◆ EXERCISE REQUIREMENTS: Rewrite all the items below with "pixel coordinate pair" switched to "pair of pixel coordinates" wherever it occurs, leaving everything else unchanged.

+ + +

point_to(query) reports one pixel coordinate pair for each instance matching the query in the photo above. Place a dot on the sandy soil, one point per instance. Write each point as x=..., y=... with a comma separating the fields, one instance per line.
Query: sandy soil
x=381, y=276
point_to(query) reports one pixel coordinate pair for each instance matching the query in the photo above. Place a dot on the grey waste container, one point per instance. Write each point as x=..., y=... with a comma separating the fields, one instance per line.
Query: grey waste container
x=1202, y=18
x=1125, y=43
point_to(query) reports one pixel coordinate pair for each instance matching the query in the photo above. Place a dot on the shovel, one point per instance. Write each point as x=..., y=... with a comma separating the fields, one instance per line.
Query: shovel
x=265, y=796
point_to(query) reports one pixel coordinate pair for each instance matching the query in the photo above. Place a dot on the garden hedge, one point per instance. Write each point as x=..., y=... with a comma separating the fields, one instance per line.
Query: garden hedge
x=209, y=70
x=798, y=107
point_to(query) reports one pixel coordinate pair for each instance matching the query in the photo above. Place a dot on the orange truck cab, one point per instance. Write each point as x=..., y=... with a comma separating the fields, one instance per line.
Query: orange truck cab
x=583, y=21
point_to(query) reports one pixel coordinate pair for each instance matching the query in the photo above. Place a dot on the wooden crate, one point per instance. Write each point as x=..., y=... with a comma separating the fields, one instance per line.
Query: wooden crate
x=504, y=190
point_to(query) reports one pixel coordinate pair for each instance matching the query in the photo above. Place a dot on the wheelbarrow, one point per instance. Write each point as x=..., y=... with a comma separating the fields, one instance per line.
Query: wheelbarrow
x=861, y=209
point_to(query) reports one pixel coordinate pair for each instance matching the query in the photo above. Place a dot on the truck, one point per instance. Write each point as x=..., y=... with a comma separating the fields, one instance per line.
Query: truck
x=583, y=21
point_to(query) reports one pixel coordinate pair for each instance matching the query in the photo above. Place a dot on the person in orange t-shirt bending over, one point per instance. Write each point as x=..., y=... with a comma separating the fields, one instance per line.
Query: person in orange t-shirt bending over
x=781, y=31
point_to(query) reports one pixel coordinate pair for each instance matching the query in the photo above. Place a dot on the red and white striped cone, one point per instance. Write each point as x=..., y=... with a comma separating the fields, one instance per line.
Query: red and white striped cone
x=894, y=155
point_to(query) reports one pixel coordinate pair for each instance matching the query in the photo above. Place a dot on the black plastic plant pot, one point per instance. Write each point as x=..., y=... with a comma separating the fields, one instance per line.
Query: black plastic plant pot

+ + +

◆ FULL ANSWER:
point_to(query) reports one pair of pixel coordinates for each instance matching the query in the photo above. Place a dot on the sandy soil, one point per instance. Write each point as x=..., y=... with a comma separating the fields, one instance per line.
Query: sandy soil
x=381, y=276
point_to(query) reports one pair of pixel coordinates for each instance matching the query in the photo above. Place a dot on the grey waste container, one point per instance. Write each point as x=..., y=... with a comma separating the fields, one instance per line.
Query: grey waste container
x=1202, y=18
x=1125, y=43
point_to(query) reports one pair of pixel coordinates for each instance matching the query in the photo above. Place a dot on the shovel, one point per instance. Write each point as x=..., y=... with a comma separating the fields, one instance per line.
Query: shovel
x=265, y=796
point_to(query) reports one pair of pixel coordinates for each instance matching the query in the photo above. Place a dot on the garden hedge, one point per instance. Write each point as x=..., y=... with a comma separating the fields, one instance per line.
Query: garden hedge
x=209, y=70
x=798, y=107
point_to(query) reports one pair of pixel coordinates for each instance matching the query in the photo above. Place a dot on the orange truck cab, one point per instance. Write each point as x=..., y=... with a comma separating the fields, one instance per line.
Query: orange truck cab
x=583, y=21
point_to(query) reports one pair of pixel coordinates for each instance matching the query in the photo above. Place a dot on the wooden crate, one point per instance. Write each point as x=..., y=... with a comma separating the fields, one instance per line.
Query: wooden crate
x=504, y=190
point_to(query) reports one pair of pixel coordinates for each instance matching the query in the photo above. Place a dot on the wheelbarrow, one point per instance. Write each point as x=..., y=... with a comma separating the fields, one instance per line.
Query: wheelbarrow
x=861, y=209
point_to(query) reports one pair of pixel coordinates for each instance matching the query in the photo above. Place a dot on the truck, one point per instance. Write each point as x=..., y=... with a comma separating the fields, one instance per line.
Query: truck
x=583, y=21
point_to(query) reports one pair of pixel coordinates for each instance matching the query in the photo above. Place a dot on the person in orange t-shirt bending over, one point per instance. Write each point as x=..., y=... with a comma separating the fields, one instance per line.
Query: person in orange t-shirt bending over
x=781, y=31
point_to(query) reports one pair of pixel coordinates for each instance matching the query in the photo above. Place a dot on the red and white striped cone, one point per instance. Write each point as x=..., y=... with a comma separating the fields, one instance per line.
Query: red and white striped cone
x=894, y=155
point_to(query) reports one pair of pixel coordinates for each instance matching the query in the photo above. Place a dot on the black plastic plant pot, one point per instance. Write each point as x=..., y=... with a comma separating the fields, one instance per line.
Query: black plastic plant pot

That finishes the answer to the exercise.